**Data**
#####
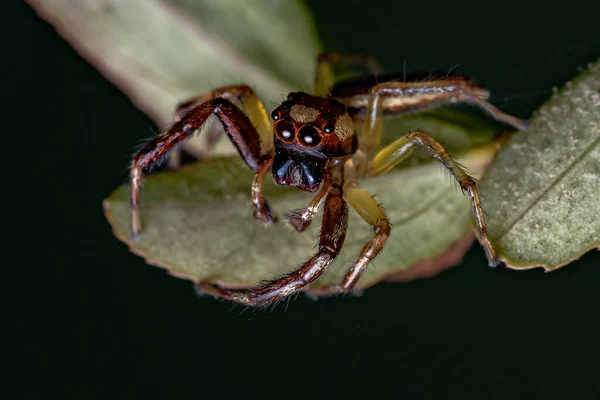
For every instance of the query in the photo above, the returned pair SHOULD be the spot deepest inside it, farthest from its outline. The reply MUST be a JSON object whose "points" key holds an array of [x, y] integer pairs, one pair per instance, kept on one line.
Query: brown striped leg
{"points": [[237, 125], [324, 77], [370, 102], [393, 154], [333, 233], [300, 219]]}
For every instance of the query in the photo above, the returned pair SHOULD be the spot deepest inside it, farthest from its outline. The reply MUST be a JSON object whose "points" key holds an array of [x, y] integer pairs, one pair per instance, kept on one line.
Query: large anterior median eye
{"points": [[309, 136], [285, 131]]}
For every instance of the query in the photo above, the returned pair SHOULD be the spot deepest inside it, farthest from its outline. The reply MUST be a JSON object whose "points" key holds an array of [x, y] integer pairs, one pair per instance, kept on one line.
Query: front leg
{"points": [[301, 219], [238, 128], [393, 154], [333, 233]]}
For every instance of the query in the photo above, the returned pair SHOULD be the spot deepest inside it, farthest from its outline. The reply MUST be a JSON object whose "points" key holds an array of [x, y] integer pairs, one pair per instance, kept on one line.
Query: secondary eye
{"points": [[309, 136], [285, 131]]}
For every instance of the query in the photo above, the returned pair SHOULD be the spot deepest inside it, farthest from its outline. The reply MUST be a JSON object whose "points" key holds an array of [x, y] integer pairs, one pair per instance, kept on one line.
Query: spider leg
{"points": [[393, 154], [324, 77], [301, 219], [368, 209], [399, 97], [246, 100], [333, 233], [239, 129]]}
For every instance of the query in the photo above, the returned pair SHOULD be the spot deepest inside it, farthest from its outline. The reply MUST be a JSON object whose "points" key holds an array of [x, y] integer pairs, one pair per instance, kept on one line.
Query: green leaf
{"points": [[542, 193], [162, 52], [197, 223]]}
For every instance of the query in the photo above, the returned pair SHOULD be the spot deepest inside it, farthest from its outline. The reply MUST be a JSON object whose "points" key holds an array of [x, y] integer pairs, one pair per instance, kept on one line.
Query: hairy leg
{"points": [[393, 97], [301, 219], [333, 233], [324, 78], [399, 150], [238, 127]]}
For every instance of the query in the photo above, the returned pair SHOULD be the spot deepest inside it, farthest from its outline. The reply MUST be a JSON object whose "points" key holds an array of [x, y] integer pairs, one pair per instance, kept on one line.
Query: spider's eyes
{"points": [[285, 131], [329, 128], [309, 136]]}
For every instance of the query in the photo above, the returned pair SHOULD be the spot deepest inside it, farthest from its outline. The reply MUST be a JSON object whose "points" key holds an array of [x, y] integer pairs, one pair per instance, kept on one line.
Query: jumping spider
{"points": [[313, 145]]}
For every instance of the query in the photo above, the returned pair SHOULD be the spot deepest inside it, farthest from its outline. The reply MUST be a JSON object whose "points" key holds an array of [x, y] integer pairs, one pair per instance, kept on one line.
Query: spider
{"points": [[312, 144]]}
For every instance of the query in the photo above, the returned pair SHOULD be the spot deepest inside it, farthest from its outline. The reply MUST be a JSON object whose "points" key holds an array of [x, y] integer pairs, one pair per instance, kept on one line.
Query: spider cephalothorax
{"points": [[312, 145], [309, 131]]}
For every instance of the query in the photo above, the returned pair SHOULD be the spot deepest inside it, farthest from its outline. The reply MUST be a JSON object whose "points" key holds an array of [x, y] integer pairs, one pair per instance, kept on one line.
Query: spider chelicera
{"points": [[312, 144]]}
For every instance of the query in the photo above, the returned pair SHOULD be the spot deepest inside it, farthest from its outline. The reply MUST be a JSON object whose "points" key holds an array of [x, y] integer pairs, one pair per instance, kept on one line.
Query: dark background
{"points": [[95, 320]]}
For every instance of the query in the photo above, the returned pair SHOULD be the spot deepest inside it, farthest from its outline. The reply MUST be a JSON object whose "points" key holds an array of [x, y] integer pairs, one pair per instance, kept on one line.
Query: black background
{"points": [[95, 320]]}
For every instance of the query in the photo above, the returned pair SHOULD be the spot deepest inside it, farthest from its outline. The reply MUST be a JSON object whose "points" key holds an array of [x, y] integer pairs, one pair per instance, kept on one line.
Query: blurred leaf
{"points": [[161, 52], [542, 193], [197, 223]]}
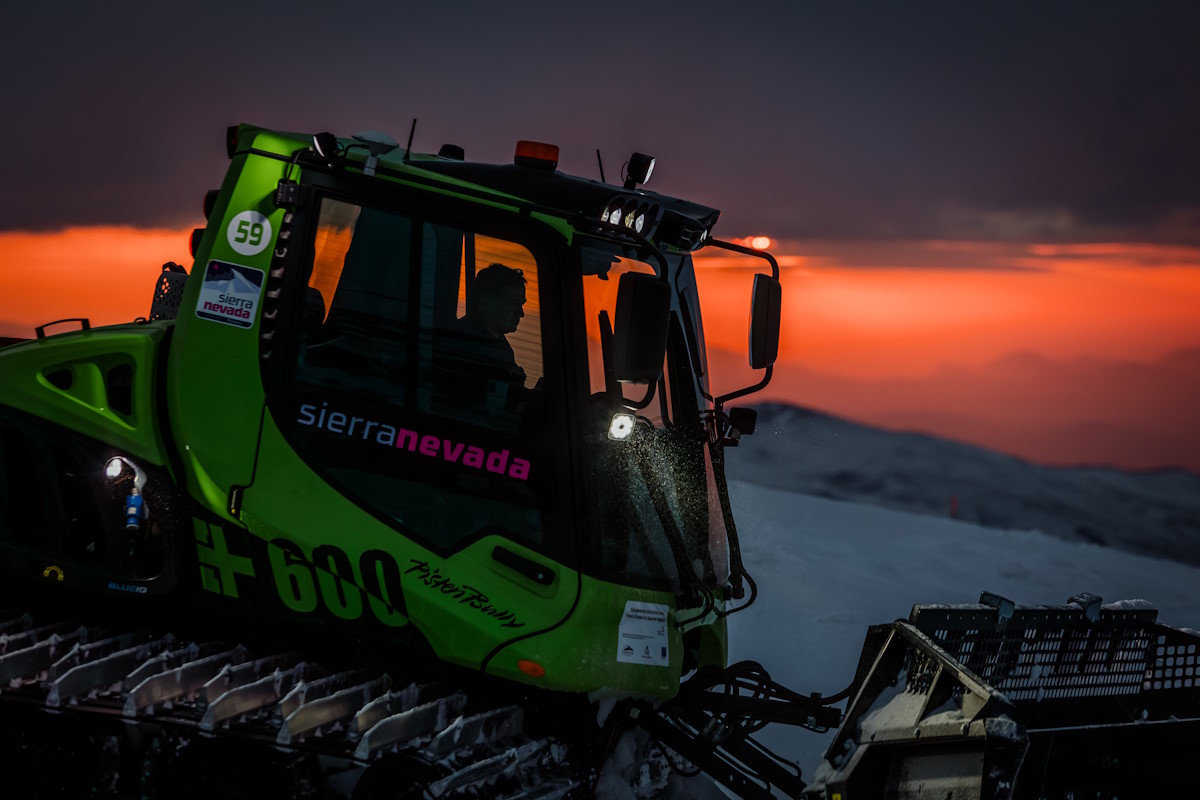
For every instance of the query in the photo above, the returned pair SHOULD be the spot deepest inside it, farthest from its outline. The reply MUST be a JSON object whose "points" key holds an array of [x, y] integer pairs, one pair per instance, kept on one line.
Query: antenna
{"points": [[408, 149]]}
#####
**Written exercise**
Please pick out every line above that contains the string "spider" and copy each one. Case counts, so match capitals exactly.

**Task output**
Query: spider leg
Query: spider's eyes
Query: jumping spider
Query: spider
Query: spider cephalothorax
Query: spider chelicera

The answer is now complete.